Contexte historique
Le terme « Gaulois » était utilisé par les romains pour désigner les peuples Celtes qui occupaient le territoire français actuel.
Je ne vais pas faire un cours d’histoire, ce n’est pas ma spécialité. Et je vais probablement faire de grossières simplifications qui vont hérisser les poils des historiens. Mais il est bon d’arriver à resituer le contexte historique, même si c’est d’une manière un petit peu grossière.
Au début de l’antiquité, nous avons sur le territoire français actuel un ensemble de petits groupes, de peuplades. Il n’y a pas de grande homogénéité.
Puis à partir du VIIe siècle avant JC, les Celtes arrivent d’Europe centrale et s’installent à l’est et au nord du territoire. Plus au sud, l’arrivée des Grecs marque le développement du commerce méditerranéen, en particulier grâce au port Massillia - nous parlons ici de Marseille.
Les Celtes vont peu à peu se mélanger aux peuplades locales pour former un groupement de peuples, avec une certaine homogénéité. Ce groupement parle la langue Celte et sera nommé "peuple Gaulois" par les Romains.
Ces peuples gaulois ont chacun leur territoire, leur chef, parfois ils s’affrontent pour des questions de territoire, parfois ils font des alliances pour affronter les envahisseurs. Vous avez peut-être entendu parler des Arvernes ou des Allobroges. Il y avait en fait plus d’une centaine de "tribus", mais avec tout de même une certaine homogénéité de langues, de coutumes et de manière de vivre.
Les romains, lors de leur voyage en Gaule, vont dépeindre les Gaulois comme des rustres, des gens qui n’aiment pas trop se laver, des colériques, des gens qui aiment bien boire et se battre. Un aspect que l’on retrouve dans la fameuse bande dessinée Astérix et Obélix.
Mais nous avons aussi un peuple sophistiqué qui a su s’organiser autour de différents ordres et rôles dans la société. Le peuple est composé de différents corps de métier, la noblesse forme les guerriers, et le clergé endosse de nombreuses responsabilités.
Le rôle du druide
Dans le clergé, un personnage a un rôle très important : le Druide. Ce nom nous fait tout de suite penser à un homme avec une longue barbe blanche en train de touiller une marmite avec des plantes dedans.
Certes, la médecine était l’une des responsabilités du druide. Mais il était aussi responsable du culte religieux, de l’enseignement du savoir (il enseigne à des apprentis qui deviendront druides à leur tour, les études de druides peuvent durer 20 ans).
Les druides sont aussi soignants et certains sont même chirurgien vu qu’on a retrouvé des instruments métalliques qui a priori étaient destinés à opérer des malades. La pratique des plantes est mélangée à des pratiques religieuses et divinatoires, il y a donc beaucoup de cérémoniel qui entoure la ramasse et l’utilisation des plantes. Je ne vais pas m’attarder sur cette partie.

• • • •

### Consigne
Recopiez le passage du texte sur les Gaulois en commençant par « Les Celtes vont » et en finissant par « manière de vivre. ». Substituez « pactes » à « alliances ».

### Données d'entrée
• • • •

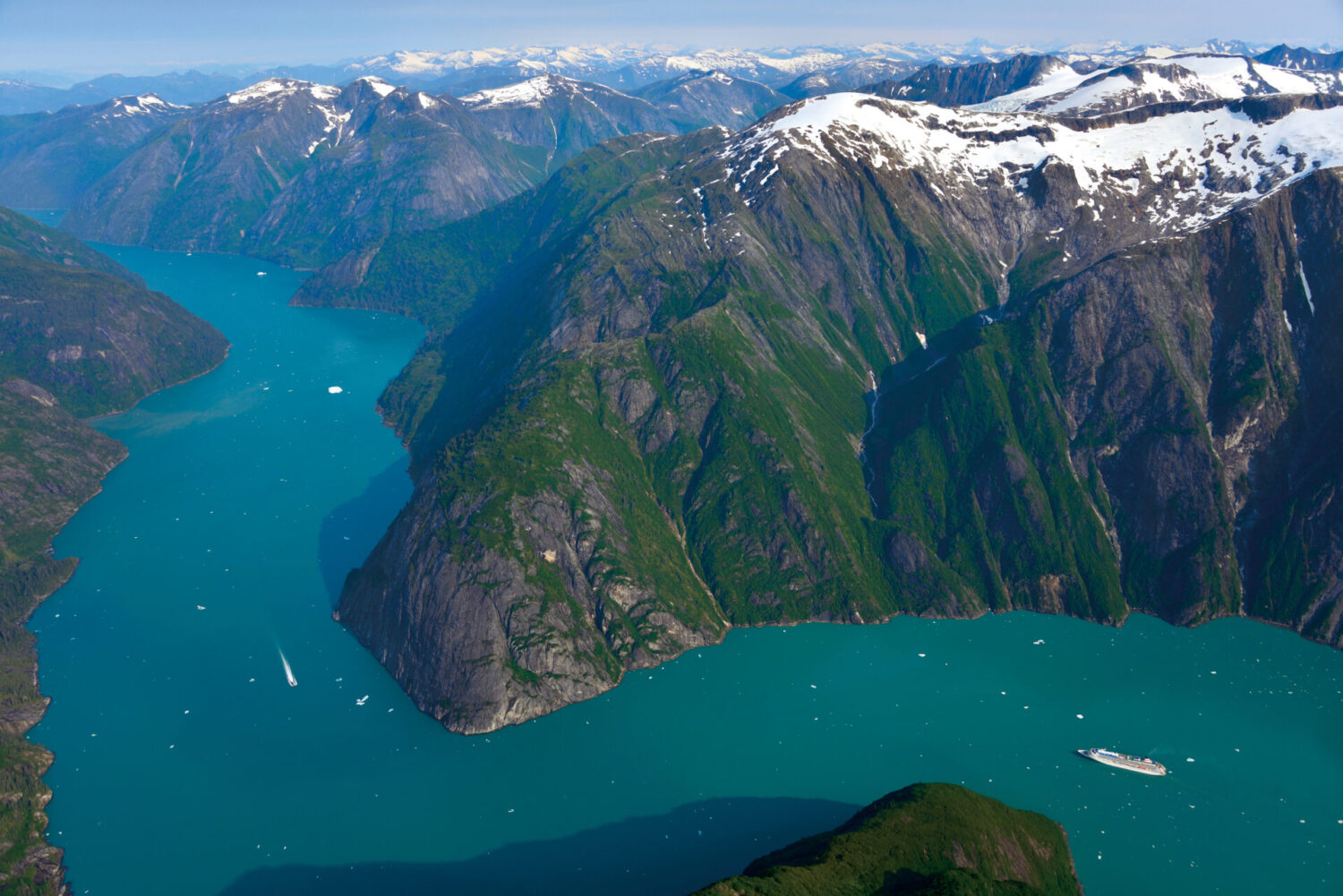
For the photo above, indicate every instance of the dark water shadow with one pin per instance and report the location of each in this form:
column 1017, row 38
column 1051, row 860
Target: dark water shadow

• • • •

### Corrigé
Les Celtes vont peu à peu se mélanger aux peuplades locales pour former un groupement de peuples, avec une certaine homogénéité. Ce groupement parle la langue Celte et sera nommé "peuple Gaulois" par les Romains.
Ces peuples gaulois ont chacun leur territoire, leur chef, parfois ils s’affrontent pour des questions de territoire, parfois ils font des pactes pour affronter les envahisseurs. Vous avez peut-être entendu parler des Arvernes ou des Allobroges. Il y avait en fait plus d’une centaine de "tribus", mais avec tout de même une certaine homogénéité de langues, de coutumes et de manière de vivre.